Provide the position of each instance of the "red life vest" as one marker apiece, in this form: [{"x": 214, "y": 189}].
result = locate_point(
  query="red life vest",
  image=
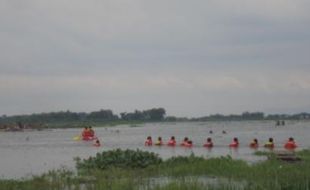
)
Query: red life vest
[
  {"x": 208, "y": 145},
  {"x": 234, "y": 144},
  {"x": 290, "y": 145},
  {"x": 148, "y": 142},
  {"x": 171, "y": 143}
]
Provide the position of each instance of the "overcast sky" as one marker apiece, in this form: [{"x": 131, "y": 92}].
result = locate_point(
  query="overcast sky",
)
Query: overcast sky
[{"x": 193, "y": 58}]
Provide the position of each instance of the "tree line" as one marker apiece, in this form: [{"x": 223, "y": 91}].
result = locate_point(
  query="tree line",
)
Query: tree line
[
  {"x": 103, "y": 115},
  {"x": 154, "y": 114}
]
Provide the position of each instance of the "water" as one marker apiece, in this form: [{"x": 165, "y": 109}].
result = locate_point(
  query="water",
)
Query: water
[{"x": 23, "y": 154}]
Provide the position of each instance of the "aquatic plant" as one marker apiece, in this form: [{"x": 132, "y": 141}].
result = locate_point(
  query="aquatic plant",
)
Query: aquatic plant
[{"x": 120, "y": 159}]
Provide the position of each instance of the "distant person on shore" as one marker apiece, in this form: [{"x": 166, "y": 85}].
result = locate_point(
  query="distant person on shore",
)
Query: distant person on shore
[
  {"x": 209, "y": 143},
  {"x": 234, "y": 143},
  {"x": 159, "y": 141},
  {"x": 172, "y": 141},
  {"x": 269, "y": 143},
  {"x": 148, "y": 141},
  {"x": 254, "y": 144},
  {"x": 185, "y": 141},
  {"x": 290, "y": 144}
]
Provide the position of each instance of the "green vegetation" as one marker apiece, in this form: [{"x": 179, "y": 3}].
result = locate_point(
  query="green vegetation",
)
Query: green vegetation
[
  {"x": 120, "y": 159},
  {"x": 175, "y": 173}
]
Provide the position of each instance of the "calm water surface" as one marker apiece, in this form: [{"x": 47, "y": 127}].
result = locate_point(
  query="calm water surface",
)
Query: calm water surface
[{"x": 23, "y": 154}]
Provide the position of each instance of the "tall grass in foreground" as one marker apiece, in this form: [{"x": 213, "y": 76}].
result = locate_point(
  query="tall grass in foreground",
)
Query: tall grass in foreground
[{"x": 178, "y": 173}]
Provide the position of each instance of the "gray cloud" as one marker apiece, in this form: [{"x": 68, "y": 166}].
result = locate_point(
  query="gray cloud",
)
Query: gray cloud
[{"x": 193, "y": 58}]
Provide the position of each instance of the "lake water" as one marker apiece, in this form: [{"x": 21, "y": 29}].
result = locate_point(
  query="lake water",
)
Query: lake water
[{"x": 23, "y": 154}]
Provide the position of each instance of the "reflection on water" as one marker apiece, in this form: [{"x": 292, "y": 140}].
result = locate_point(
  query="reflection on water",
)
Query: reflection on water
[{"x": 28, "y": 153}]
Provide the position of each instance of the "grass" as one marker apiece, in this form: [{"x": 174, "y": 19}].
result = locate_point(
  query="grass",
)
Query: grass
[{"x": 180, "y": 173}]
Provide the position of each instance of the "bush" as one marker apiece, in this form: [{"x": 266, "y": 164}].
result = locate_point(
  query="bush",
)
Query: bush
[{"x": 120, "y": 159}]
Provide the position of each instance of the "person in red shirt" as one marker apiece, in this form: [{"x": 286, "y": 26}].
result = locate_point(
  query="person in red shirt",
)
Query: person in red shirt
[
  {"x": 148, "y": 141},
  {"x": 209, "y": 143},
  {"x": 290, "y": 144},
  {"x": 172, "y": 141},
  {"x": 234, "y": 143},
  {"x": 254, "y": 144}
]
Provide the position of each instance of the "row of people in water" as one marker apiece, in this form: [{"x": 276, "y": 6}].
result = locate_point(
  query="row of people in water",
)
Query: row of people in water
[{"x": 290, "y": 144}]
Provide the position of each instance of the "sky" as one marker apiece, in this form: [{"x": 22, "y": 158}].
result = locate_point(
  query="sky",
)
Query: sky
[{"x": 193, "y": 58}]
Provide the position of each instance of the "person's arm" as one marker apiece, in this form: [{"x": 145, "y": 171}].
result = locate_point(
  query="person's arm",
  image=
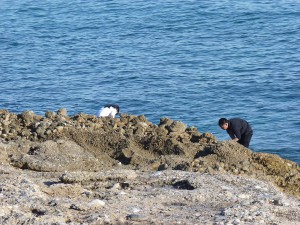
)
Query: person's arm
[{"x": 232, "y": 135}]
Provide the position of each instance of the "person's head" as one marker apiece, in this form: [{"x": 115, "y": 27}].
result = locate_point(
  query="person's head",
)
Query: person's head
[{"x": 223, "y": 123}]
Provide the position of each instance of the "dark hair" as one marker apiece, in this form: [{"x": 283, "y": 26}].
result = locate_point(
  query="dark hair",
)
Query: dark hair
[
  {"x": 222, "y": 121},
  {"x": 114, "y": 106}
]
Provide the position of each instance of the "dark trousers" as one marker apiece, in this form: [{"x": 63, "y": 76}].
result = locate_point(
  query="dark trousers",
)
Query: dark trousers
[{"x": 245, "y": 139}]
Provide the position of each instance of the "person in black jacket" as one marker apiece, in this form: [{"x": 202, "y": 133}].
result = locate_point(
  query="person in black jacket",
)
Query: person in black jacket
[{"x": 238, "y": 129}]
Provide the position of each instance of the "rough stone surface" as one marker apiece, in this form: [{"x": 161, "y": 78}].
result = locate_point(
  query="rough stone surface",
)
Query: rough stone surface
[{"x": 80, "y": 169}]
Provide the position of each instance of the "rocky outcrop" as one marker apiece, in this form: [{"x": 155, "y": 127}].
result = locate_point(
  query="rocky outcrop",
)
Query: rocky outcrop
[{"x": 58, "y": 142}]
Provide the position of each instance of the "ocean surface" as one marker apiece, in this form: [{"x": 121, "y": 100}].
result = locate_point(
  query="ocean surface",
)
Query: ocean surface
[{"x": 193, "y": 61}]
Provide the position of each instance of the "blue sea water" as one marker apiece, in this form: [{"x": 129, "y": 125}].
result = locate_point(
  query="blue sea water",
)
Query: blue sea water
[{"x": 193, "y": 61}]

============

■ **WORK REQUIRED**:
Copy each line of the records precisely and drop any images they hold.

■ **ANSWER AREA**:
Provide the position of each instance of the "red life vest" as one marker apiece, in this form: [{"x": 214, "y": 189}].
result = locate_point(
  query="red life vest",
  image=
)
Query: red life vest
[
  {"x": 208, "y": 145},
  {"x": 234, "y": 144},
  {"x": 290, "y": 145},
  {"x": 148, "y": 142},
  {"x": 171, "y": 143}
]
Provide the position of each instance of the "overcast sky" as one marker apiece, in this form: [{"x": 131, "y": 92}].
result = locate_point(
  query="overcast sky",
)
Query: overcast sky
[{"x": 193, "y": 58}]
Provide the position of each instance of the "tree line" as one marker apiece, in this form: [{"x": 223, "y": 91}].
result = locate_point(
  query="tree line",
)
Query: tree line
[
  {"x": 103, "y": 115},
  {"x": 154, "y": 114}
]
Provide the position of each instance of the "water" as one marker apiece, in this form: [{"x": 165, "y": 109}].
result = locate_point(
  query="water",
)
Query: water
[{"x": 23, "y": 154}]
Provide the position of each instance of the "aquatic plant" as one marker apiece, in this form: [{"x": 132, "y": 141}].
result = locate_point(
  query="aquatic plant",
)
Query: aquatic plant
[{"x": 120, "y": 159}]
Provide the position of each instance of the "distant person on shore" as one marker apiece, in this form: [{"x": 166, "y": 85}].
result = locate_point(
  query="distant person on shore",
)
Query: distant person on shore
[
  {"x": 209, "y": 143},
  {"x": 234, "y": 143},
  {"x": 159, "y": 141},
  {"x": 172, "y": 141},
  {"x": 269, "y": 143},
  {"x": 148, "y": 141},
  {"x": 254, "y": 144},
  {"x": 185, "y": 141},
  {"x": 290, "y": 144}
]
Provide the position of each instance of the "green vegetation" as one marker apiece, in this form: [{"x": 179, "y": 3}].
result = locate_point(
  query="green vegetation",
)
Query: green vegetation
[
  {"x": 120, "y": 159},
  {"x": 175, "y": 173}
]
Provide the position of each instance of the "calm water surface" as one marker apiece, in this form: [{"x": 47, "y": 127}].
result = locate_point(
  query="calm water surface",
)
Query: calm water surface
[{"x": 23, "y": 154}]
Provide the position of each instance of the "tall grass in foreground" as one marker apiece, in this form: [{"x": 213, "y": 76}].
result = locate_point(
  query="tall grass in foreground",
)
Query: tall grass in foreground
[{"x": 178, "y": 173}]
Provide the position of each instance of the "gray cloud" as one marker apiece, in this form: [{"x": 68, "y": 166}].
result = locate_point(
  query="gray cloud",
)
Query: gray cloud
[{"x": 193, "y": 58}]
Provide the position of each instance of the "lake water" as one marker apiece, in this form: [{"x": 21, "y": 29}].
result = locate_point(
  query="lake water",
)
Query: lake water
[{"x": 23, "y": 154}]
Provide the position of each instance of the "reflection on water" as one marker apiece, in this form: [{"x": 292, "y": 140}].
result = locate_point(
  query="reflection on water",
)
Query: reflection on water
[{"x": 28, "y": 153}]
Provide the position of each instance of the "grass" as one marker apiece, in this form: [{"x": 174, "y": 19}].
result = locate_point(
  query="grass",
)
Query: grass
[{"x": 180, "y": 173}]
Provide the position of each instance of the "bush" as one marker apiece, in this form: [{"x": 266, "y": 164}].
result = locate_point(
  query="bush",
)
Query: bush
[{"x": 120, "y": 159}]
Provide the position of each instance of the "person in red shirt" as one marker apiece, in this form: [{"x": 286, "y": 26}].
result = locate_point(
  query="person in red shirt",
)
Query: person in red shirt
[
  {"x": 148, "y": 141},
  {"x": 209, "y": 143},
  {"x": 290, "y": 144},
  {"x": 172, "y": 141},
  {"x": 234, "y": 143},
  {"x": 254, "y": 144}
]
Provide the position of each instance of the "row of people in water" as one marker apiece, in this form: [{"x": 276, "y": 6}].
result = locate_point(
  query="row of people in water",
)
Query: row of people in water
[{"x": 290, "y": 144}]
Provide the position of each instance of the "sky" as one marker apiece, in this form: [{"x": 22, "y": 158}].
result = locate_point(
  query="sky",
)
Query: sky
[{"x": 193, "y": 58}]
Provide the position of each instance of the "person's arm" as one marker apiece, in this form: [{"x": 145, "y": 171}].
result = locate_point(
  query="person's arm",
  image=
)
Query: person's arm
[{"x": 232, "y": 135}]
Provide the position of each instance of the "person's head" as one marker apiece, in this form: [{"x": 115, "y": 27}].
result = locate_point(
  query="person's head",
)
Query: person's head
[{"x": 223, "y": 123}]
Provide the position of each instance of the "dark hair" as one marker apiece, in this form: [{"x": 283, "y": 26}].
result = locate_point(
  query="dark hair",
)
Query: dark hair
[
  {"x": 222, "y": 121},
  {"x": 114, "y": 106}
]
Provide the position of each instance of the "dark trousers" as one marker apiece, in this form: [{"x": 63, "y": 76}].
result = locate_point(
  query="dark trousers",
)
Query: dark trousers
[{"x": 245, "y": 139}]
Provide the position of each instance of the "person in black jacket" as one marker apiece, in this form: [{"x": 202, "y": 133}].
result = locate_point(
  query="person in black jacket",
)
Query: person in black jacket
[{"x": 238, "y": 129}]
Provide the position of each instance of the "rough stone surface" as one marker apiece, in this form: [{"x": 161, "y": 78}].
result = locate_point(
  query="rough stone surface",
)
Query: rough stone surface
[{"x": 80, "y": 169}]
Provide the position of each instance of the "rocky outcrop" as one marker apiece, in this form: [{"x": 155, "y": 127}].
result = locate_point(
  query="rocky outcrop",
)
Query: rocky outcrop
[{"x": 58, "y": 142}]
Provide the position of each instance of the "ocean surface" as one marker apiece, in this form: [{"x": 121, "y": 100}].
result = locate_point(
  query="ocean surface",
)
Query: ocean surface
[{"x": 193, "y": 61}]
Provide the position of each instance of the "blue sea water" as one marker apiece, in this form: [{"x": 129, "y": 125}].
result = locate_point(
  query="blue sea water",
)
Query: blue sea water
[{"x": 193, "y": 61}]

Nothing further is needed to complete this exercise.